▸ **INPUT DATA**:
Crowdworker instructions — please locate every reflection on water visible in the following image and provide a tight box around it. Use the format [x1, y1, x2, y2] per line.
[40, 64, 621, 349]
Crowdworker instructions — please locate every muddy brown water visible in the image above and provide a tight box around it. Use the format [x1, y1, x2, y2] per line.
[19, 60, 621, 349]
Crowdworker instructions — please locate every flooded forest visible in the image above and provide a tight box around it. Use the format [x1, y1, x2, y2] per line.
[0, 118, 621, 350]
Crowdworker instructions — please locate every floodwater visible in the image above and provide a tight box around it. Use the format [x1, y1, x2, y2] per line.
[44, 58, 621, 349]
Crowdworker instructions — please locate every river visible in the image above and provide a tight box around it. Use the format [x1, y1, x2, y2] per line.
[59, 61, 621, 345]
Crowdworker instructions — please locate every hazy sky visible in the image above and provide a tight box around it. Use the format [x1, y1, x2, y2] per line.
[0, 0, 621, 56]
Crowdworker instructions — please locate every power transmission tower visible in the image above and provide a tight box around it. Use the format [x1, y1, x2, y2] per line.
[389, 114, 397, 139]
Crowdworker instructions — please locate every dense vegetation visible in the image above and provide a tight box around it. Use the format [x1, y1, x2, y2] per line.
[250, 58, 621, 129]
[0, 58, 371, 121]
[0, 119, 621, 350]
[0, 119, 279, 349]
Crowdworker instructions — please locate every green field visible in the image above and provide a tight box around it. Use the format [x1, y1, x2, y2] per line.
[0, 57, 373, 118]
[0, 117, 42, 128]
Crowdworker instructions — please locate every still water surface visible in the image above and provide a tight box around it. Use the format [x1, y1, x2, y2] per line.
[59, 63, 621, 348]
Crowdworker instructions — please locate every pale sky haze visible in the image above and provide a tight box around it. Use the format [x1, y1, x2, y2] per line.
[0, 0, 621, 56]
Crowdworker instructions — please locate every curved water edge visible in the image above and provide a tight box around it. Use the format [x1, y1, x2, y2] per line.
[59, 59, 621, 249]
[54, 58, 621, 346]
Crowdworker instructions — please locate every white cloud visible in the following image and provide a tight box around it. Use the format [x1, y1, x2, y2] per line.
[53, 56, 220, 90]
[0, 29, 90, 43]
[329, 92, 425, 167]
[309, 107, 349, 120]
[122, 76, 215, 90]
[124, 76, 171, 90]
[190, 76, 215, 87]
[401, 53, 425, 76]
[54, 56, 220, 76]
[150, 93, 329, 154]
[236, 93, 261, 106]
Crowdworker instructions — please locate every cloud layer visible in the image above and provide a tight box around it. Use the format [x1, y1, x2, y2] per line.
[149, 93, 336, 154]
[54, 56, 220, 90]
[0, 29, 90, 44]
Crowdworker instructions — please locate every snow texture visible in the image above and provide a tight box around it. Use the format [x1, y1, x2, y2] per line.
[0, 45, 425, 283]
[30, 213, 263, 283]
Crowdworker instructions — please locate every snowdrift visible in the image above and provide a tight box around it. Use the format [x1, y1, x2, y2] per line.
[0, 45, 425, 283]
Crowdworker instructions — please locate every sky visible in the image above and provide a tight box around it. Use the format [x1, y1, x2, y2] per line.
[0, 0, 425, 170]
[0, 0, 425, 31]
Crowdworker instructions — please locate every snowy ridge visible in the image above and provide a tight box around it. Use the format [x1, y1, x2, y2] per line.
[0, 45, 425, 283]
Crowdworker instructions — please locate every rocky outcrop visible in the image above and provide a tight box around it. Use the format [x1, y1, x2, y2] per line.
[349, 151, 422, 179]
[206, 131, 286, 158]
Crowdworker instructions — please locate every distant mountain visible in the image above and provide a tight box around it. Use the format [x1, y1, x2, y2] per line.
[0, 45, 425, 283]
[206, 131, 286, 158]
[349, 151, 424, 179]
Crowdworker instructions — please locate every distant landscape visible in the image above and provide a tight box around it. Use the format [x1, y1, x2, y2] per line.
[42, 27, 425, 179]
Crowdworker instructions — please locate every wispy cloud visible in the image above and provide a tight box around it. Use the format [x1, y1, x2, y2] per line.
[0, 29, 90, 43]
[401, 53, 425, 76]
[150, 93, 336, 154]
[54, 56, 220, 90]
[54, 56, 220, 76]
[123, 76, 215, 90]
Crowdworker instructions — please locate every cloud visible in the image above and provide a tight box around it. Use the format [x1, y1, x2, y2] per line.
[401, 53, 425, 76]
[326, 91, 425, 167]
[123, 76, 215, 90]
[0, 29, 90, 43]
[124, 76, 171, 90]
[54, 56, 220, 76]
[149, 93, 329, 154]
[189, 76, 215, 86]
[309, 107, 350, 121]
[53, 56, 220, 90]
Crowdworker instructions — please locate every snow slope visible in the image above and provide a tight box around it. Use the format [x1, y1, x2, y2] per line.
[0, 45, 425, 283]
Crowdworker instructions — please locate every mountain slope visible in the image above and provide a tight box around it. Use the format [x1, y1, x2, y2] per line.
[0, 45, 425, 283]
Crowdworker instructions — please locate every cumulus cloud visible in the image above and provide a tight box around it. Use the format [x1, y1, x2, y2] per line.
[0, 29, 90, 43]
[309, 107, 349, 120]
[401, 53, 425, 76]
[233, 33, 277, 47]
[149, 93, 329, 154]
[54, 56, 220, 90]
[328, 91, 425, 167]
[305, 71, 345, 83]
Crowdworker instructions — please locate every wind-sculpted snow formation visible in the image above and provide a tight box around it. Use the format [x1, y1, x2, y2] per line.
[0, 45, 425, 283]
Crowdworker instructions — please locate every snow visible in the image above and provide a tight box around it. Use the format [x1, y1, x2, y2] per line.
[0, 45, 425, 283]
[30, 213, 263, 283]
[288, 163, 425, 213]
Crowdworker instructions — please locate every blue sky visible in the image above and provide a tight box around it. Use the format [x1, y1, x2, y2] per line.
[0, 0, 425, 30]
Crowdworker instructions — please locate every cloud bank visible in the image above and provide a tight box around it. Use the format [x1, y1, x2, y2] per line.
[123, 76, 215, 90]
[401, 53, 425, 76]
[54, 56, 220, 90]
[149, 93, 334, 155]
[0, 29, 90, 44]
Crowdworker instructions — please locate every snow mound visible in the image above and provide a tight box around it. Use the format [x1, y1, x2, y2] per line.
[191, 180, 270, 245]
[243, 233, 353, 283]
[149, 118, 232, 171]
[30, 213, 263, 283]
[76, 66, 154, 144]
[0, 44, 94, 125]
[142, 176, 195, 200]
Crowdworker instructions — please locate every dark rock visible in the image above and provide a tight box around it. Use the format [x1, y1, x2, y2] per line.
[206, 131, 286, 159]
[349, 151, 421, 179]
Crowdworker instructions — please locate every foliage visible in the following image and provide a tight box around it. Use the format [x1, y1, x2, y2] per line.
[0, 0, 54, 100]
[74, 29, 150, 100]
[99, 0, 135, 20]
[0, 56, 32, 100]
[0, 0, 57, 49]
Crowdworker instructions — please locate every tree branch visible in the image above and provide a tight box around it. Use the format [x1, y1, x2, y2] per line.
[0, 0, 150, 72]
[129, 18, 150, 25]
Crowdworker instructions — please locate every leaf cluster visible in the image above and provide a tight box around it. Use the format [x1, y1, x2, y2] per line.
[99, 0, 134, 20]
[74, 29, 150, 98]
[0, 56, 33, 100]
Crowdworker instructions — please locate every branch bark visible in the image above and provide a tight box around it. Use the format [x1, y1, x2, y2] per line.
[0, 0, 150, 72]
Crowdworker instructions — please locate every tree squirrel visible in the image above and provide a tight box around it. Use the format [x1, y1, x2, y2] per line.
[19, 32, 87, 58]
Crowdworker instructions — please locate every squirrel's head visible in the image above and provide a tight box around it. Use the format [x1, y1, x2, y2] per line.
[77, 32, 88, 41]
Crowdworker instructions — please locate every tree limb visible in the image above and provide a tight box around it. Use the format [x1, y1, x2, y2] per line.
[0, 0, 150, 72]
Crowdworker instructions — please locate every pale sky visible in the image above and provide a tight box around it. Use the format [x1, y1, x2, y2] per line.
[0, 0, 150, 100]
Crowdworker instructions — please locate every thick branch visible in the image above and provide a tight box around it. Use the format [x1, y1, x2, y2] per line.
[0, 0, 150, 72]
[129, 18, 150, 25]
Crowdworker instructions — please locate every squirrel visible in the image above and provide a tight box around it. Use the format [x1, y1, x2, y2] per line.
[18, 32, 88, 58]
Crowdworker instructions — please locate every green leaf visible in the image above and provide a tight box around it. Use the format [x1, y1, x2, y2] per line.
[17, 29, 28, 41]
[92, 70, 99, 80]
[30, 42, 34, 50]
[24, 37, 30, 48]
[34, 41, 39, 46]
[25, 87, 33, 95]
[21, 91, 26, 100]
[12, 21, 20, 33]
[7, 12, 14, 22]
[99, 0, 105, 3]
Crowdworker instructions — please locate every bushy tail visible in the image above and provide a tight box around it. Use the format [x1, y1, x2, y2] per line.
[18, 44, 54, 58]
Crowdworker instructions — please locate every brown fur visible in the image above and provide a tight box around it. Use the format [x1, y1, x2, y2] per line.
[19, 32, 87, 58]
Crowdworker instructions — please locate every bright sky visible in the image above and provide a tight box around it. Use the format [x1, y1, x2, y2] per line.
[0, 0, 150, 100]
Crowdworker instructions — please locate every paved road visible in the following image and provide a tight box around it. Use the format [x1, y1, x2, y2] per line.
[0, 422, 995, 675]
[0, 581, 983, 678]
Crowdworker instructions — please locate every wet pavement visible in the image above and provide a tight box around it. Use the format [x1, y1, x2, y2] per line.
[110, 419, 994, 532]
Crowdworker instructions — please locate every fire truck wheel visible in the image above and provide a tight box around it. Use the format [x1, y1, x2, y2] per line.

▸ **EXERCISE AIM**: Pull out every line from the rows above that contains the word "distant", and copy each one in full.

▸ **COMPLETED EXERCISE**:
Crowdworker instructions — please locate every distant mountain visible in the image above and provide a tight box around it. Use the format [x1, y1, x2, y2] per line.
Crowdworker instructions — please locate every distant landscape visible in the image above and provide a tight box around it. Use the format [x1, y1, x2, y2] per line.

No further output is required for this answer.